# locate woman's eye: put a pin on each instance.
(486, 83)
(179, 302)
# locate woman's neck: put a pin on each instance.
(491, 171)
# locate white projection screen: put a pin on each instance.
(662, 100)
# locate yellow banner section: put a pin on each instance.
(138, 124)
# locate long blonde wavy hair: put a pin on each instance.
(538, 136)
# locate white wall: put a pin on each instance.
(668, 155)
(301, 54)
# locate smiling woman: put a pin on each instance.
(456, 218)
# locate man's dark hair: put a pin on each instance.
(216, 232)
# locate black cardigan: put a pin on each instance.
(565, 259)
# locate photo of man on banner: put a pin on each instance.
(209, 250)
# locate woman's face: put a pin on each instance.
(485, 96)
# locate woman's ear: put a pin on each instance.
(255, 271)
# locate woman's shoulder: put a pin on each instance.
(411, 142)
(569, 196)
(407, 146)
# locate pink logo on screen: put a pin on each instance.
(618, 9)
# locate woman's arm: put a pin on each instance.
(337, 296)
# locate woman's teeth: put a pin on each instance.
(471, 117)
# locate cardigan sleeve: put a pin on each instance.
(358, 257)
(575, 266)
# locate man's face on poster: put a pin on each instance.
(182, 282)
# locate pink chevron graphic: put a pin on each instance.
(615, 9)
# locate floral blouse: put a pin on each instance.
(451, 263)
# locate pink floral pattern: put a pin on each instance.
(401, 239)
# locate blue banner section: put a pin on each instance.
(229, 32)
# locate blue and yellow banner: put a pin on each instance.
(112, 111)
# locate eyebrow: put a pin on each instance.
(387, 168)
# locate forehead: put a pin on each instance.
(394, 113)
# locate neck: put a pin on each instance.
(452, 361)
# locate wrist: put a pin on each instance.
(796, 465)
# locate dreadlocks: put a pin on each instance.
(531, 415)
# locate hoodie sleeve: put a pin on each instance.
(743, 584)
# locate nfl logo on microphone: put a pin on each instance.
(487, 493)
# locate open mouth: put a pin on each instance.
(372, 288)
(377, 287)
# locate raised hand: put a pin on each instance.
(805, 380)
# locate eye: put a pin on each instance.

----

* What you will do:
All records shown above are to be given again verbatim.

* Solution below:
# locate woman's eye: put a pin on each instance.
(486, 83)
(179, 302)
# locate woman's neck: put a pin on each instance.
(491, 171)
# locate white projection screen: put a pin on each instance.
(662, 100)
# locate yellow banner section: put a pin on each instance.
(138, 124)
# locate long blonde wavy hair: put a pin on each instance.
(538, 136)
# locate white wall: put a pin on each instance.
(668, 155)
(301, 54)
# locate smiling woman: put a pin on each instance.
(456, 218)
# locate man's dark hair: put a pin on each instance.
(216, 232)
# locate black cardigan: put a pin on each instance.
(565, 259)
# locate photo of man on banner: put a pin on each instance.
(209, 250)
# locate woman's face: put a pin on each instance.
(485, 96)
# locate woman's ear: put a pin on each instance.
(255, 271)
# locate woman's shoulder: put a pin on each instance.
(411, 142)
(569, 196)
(407, 146)
# locate pink logo on screen: put a pin on each instance.
(618, 9)
# locate woman's arm: put a pin on each instance.
(337, 296)
# locate woman's teeth: put a pin on each instance.
(471, 117)
# locate cardigan sleeve: put a pin on each instance.
(358, 257)
(575, 266)
# locate man's face on poster: put a pin on each instance.
(182, 282)
# locate pink chevron graphic: put a pin on each instance.
(615, 9)
# locate floral blouse: put a pin on each instance.
(451, 263)
# locate pink floral pattern: put a pin on each instance.
(401, 239)
# locate blue banner section: put a pin on each instance.
(229, 32)
# locate blue and yellow banner: put a pin on each instance.
(112, 111)
# locate eyebrow: put a pin on each instance.
(387, 168)
# locate forehead: put a pin on each instance.
(394, 113)
# locate neck: put a pin on each instance.
(452, 361)
# locate wrist: put a pin on each instance.
(796, 465)
# locate dreadlocks: put a pin on each instance.
(531, 415)
# locate hoodie sleeve: put a pin on each instance.
(743, 584)
# locate nfl logo on microphone: put a pin on each instance.
(487, 493)
# locate open mouth: put a pin on each instance.
(372, 288)
(377, 287)
# locate raised hand: put a pin on each instance.
(805, 380)
# locate eye: put a pin on each instance.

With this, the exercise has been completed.